* **DOCUMENT SEGMENT**
Dynamic Programming and the Calculus of Variations

This chapter focuses an optimization problem, where a set X will consist of a set of functions. It presents the definition of a functional on Ζ as a function J (·) such that to each function in X , it associates a single real number. It is the optimization of functional that constitutes the class of problems that is analyzed and solved by the calculus of variations. The chapter discusses computational solution of variational problems by dynamic programming. It describes the use of the Euler–Lagrange equation. The chapter also discusses the way in which a variation differs from a differential.

One-dimensional Dynamic Programming: Computational Solutions

This chapter discusses the use of tabular function representation, both for the original problem statement and for the optimal return functions and optimal solution functions. It focuses on the use of tables to represent the optimal return functions and the optimal decision variable functions. A table is a perfectly acceptable representation of a function of a real variable, as it satisfies, in every way, the definition of a function. The chapter explains the computational effectiveness of dynamic programming. It discusses an equipment replacement model to highlight the nature of computational solutions when the original problem data are more conveniently expressed in terms of functions which are given as tables. The chapter discusses some integer where the variables are constrained to be integers in one or more unusual ways to highlight the versatility of the tabular approach to solving problems through dynamic programming.

Reduction of State Dimensionality and Approximations

This chapter discusses several techniques for dealing with the dimensionality problem, using both exact and approximate methods. The most fruitful area of research in dynamic programming is to find more effective means to deal with the vexing problem of high dimensionality. The use of Lagrange multipliers originated in efforts to solve problems in the calculus of variations, which were also constrained by an equality relationship involving the unknown function. The chapter highlights polynomial approximation in dynamic programming. It describes a new method for reduction of dimensionality that uses dynamic programming in the context of an exact search process that greatly extends the utility of dynamic programming for an important class of problems.

* **ACTIVITY A**
From the dynamic programming chapter summaries, copy the passage from "This chapter discusses several" up to and including "class of problems.".
* **ACTIVITY B**
Rewrite the paragraph in the dynamic programming chapter summaries that begins "This chapter discusses several techniques for dealing with the dimensionality problem" as a short bulleted list that keeps its main facts.
* **ACTIVITY C**
Write the next part of the dynamic programming chapter summaries, picking up after their final sentence.

* **RECORDED INFORMATION**
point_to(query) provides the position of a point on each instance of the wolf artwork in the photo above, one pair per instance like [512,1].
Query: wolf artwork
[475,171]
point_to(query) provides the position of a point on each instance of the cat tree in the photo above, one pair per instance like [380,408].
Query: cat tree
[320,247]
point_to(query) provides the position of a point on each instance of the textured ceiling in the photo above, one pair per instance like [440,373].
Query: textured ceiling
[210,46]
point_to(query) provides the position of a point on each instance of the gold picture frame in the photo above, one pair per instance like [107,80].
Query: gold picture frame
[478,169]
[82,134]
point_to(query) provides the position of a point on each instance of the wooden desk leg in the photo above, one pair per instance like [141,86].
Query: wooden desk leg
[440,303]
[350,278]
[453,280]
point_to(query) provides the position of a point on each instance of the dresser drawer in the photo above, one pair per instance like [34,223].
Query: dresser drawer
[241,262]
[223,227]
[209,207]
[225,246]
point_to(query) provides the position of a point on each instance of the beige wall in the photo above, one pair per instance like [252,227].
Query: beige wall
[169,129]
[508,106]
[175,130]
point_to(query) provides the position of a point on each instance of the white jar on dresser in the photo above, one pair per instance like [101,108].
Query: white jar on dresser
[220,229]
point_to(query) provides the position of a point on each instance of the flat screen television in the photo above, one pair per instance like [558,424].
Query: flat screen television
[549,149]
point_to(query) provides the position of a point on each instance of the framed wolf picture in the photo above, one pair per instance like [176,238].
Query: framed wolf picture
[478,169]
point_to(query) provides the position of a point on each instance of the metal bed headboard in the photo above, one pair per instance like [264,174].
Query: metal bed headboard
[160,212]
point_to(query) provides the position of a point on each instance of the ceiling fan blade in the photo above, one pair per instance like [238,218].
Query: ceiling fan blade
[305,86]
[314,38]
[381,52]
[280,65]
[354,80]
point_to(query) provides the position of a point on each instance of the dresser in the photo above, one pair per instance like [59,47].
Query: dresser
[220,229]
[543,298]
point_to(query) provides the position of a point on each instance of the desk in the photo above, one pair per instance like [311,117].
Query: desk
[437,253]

* **TASK OUTPUT A**
This chapter discusses several techniques for dealing with the dimensionality problem, using both exact and approximate methods. The most fruitful area of research in dynamic programming is to find more effective means to deal with the vexing problem of high dimensionality. The use of Lagrange multipliers originated in efforts to solve problems in the calculus of variations, which were also constrained by an equality relationship involving the unknown function. The chapter highlights polynomial approximation in dynamic programming. It describes a new method for reduction of dimensionality that uses dynamic programming in the context of an exact search process that greatly extends the utility of dynamic programming for an important class of problems.

* **TASK OUTPUT B**
- Covers both exact and approximate techniques for handling the dimensionality problem.
- Calls finding more effective ways to deal with high dimensionality the most fruitful area of research in dynamic programming.
- Notes that Lagrange multipliers originated in calculus of variations problems that were also constrained by an equality relationship involving the unknown function.
- Highlights polynomial approximation in dynamic programming.
- Describes a new dimensionality-reduction method that uses dynamic programming within an exact search process, greatly extending its usefulness for an important class of problems.

* **TASK OUTPUT C**
Functional Equations: Basic Theory

The dynamic programming is a way of structuring certain problems so that a certain methodology can be used. This being the case, the properties that an optimization problem must possess need to be known in advance so that its initial mathematical formulation can be converted into an equivalent formulation which is amenable to dynamic programming methodology. Problems to which dynamic programming has been applied are usually stated in the following terms. A physical, operational, or conceptual system is considered to progress through a series of consecutive stages. At each stage, the system can be described or characterized by a relatively small set of parameters called the state variables or state vector. At each stage, and no matter what state the system is in, one or more decisions must be made. These decisions may depend on either stage or state, or both. The key elements that one associates with a dynamic programming problem are stages, states, decisions, transformations, and returns.